··· Excerpt ···
# What is the best age to slaughter?



## pennyspasture

We have a couple nubian does bred to a boer buck and are planning to raise a couple babies up to put in the freezer. Just wondering what is the best age to slaughter? and why?


----------



## Breezy-Trail

*Re: Age to slaughter*

I try to go for the best time of the season...no matter how old.
Between 8-12 months old is good. I usually do them around 9 months old.
You want to do it when you can hang it for about 24 hrs with it being no warmer than 40 or 45 F.
Goat meat doesn't need to be aged but I like to let it hang over night or 24 hrs to make sure all blood has drained before chopping it for the freezer. I did mine late December when it was about 35 out and a little colder at night.
So anywhere from late Nov. to late Dec. is a nice time to butcher. If you are getting kids early...like Feb or march then I would do them before winter (2013)sets in. If kids are coming in April or May I would let them go until early spring when the weather is still cold. They would get bigger and up to age...but more money in hay and grain.
··· Material ···
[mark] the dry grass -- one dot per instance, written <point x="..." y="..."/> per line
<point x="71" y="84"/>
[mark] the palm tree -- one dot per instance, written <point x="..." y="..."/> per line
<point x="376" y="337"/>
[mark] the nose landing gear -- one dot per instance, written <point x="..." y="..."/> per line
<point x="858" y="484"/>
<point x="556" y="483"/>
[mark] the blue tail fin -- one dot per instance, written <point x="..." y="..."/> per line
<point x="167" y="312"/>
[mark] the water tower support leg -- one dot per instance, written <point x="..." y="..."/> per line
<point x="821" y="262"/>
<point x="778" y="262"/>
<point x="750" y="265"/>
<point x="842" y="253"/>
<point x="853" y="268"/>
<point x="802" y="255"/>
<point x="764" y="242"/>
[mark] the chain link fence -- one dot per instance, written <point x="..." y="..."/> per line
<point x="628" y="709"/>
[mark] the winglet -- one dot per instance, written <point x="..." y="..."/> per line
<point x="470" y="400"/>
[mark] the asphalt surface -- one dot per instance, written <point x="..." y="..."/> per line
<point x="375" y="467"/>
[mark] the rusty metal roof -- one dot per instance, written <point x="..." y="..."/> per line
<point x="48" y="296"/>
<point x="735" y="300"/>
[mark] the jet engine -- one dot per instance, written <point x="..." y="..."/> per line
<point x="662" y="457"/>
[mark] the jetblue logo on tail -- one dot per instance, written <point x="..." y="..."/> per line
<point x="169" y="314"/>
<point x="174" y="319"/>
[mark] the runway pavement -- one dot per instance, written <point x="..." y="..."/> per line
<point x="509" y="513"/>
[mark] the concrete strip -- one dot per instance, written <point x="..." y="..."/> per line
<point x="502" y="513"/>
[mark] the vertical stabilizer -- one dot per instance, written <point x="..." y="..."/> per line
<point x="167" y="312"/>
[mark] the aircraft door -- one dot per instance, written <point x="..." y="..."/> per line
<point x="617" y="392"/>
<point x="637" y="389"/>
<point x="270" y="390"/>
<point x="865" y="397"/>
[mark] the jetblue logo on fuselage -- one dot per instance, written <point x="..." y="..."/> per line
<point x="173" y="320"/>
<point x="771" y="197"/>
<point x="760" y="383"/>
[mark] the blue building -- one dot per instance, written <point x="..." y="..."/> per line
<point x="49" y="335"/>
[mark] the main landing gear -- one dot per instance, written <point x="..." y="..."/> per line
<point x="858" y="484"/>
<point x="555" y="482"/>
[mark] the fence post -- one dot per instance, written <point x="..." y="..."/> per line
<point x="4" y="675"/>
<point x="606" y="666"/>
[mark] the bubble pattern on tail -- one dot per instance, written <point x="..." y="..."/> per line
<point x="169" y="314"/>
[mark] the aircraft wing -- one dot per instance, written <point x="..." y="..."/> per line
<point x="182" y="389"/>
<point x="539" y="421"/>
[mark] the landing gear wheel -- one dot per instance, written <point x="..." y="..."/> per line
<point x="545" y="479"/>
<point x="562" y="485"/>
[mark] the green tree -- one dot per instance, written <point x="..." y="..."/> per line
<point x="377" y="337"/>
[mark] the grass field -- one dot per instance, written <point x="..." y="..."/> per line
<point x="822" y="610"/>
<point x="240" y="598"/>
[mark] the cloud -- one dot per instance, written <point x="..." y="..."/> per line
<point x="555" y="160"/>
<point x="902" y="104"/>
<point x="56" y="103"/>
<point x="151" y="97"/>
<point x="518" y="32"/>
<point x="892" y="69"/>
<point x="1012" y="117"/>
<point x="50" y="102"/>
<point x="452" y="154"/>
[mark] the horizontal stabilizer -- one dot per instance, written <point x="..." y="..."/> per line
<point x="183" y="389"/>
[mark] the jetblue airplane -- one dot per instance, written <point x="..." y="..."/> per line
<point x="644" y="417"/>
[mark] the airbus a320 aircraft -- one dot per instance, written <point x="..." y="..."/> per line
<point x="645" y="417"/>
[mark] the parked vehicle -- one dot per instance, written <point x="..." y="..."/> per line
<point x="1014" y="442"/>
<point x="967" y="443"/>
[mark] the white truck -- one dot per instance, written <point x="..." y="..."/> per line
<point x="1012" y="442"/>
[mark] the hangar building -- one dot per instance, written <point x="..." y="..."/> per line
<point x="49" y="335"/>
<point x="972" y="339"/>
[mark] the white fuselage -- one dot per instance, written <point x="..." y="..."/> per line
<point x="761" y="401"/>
···
*Exercise requirements*
**a.** Please give back the entries from the line holding "[mark] the parked" through the end of the entries, inclusive, substituting "aircraft hangar" for "hangar building" and changing nothing else. Return only those lines.
**b.** Resume the forum thread on the best age to slaughter goats, picking up right after its last sentence.

*Answers*
**a.**
[mark] the parked vehicle -- one dot per instance, written <point x="..." y="..."/> per line
<point x="1014" y="442"/>
<point x="967" y="443"/>
[mark] the white truck -- one dot per instance, written <point x="..." y="..."/> per line
<point x="1012" y="442"/>
[mark] the aircraft hangar -- one dot per instance, written <point x="..." y="..."/> per line
<point x="49" y="335"/>
<point x="972" y="339"/>
[mark] the white fuselage -- one dot per instance, written <point x="..." y="..."/> per line
<point x="761" y="401"/>

**b.**
----------



## pennyspasture

*Re: Age to slaughter*

Our does are due in April and May. We are trying to minimize the amount of hay/grain we need to feed. Two years ago we slaughtered a 6mo. old dairy wether and got 10-15lbs of meat. We slaughtered him ourselves, just like we do our deer when my husband gets one. Nice to be able to save on the expense of processing. I am wondering though, how big of a difference should I expect in the amount of meat we will get. Is it worth the extra money you put into feed if you raise a Boer cross to 9 months or is it more economical to just slaugher younger?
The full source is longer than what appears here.